▶ _Work required_: How many lines in the rows below contain the string "road", counting only exact-case matches? Reply with the number alone.

┄┄┄┄┄┄┄┄┄┄┄┄┄┄┄┄┄┄┄┄

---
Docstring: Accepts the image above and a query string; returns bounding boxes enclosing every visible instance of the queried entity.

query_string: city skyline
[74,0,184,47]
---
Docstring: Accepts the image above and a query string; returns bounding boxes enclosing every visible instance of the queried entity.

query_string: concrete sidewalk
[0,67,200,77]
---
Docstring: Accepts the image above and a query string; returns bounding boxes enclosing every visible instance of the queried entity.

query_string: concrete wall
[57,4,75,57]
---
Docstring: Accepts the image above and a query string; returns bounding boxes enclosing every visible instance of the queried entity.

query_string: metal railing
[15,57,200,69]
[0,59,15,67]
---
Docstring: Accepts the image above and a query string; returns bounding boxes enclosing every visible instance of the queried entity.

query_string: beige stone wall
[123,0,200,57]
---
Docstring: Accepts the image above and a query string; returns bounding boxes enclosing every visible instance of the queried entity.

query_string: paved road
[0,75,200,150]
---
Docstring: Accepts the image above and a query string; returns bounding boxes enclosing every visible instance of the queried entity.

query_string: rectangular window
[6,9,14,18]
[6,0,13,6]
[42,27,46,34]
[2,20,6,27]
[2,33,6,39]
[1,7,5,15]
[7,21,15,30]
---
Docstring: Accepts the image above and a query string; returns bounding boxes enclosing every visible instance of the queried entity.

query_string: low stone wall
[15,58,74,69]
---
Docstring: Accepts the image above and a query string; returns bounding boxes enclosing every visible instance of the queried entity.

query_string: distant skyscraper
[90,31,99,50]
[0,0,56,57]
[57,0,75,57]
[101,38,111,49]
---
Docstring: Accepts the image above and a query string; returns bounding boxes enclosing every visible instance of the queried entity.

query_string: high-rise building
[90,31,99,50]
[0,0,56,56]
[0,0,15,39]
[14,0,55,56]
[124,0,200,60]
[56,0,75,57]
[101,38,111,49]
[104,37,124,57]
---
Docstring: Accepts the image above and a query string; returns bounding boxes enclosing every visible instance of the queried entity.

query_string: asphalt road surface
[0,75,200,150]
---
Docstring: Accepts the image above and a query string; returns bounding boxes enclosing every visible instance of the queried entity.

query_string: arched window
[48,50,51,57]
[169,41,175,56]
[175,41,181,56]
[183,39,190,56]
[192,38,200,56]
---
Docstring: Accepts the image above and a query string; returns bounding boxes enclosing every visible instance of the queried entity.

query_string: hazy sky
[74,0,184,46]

┄┄┄┄┄┄┄┄┄┄┄┄┄┄┄┄┄┄┄┄

▶ _Complete response_: 2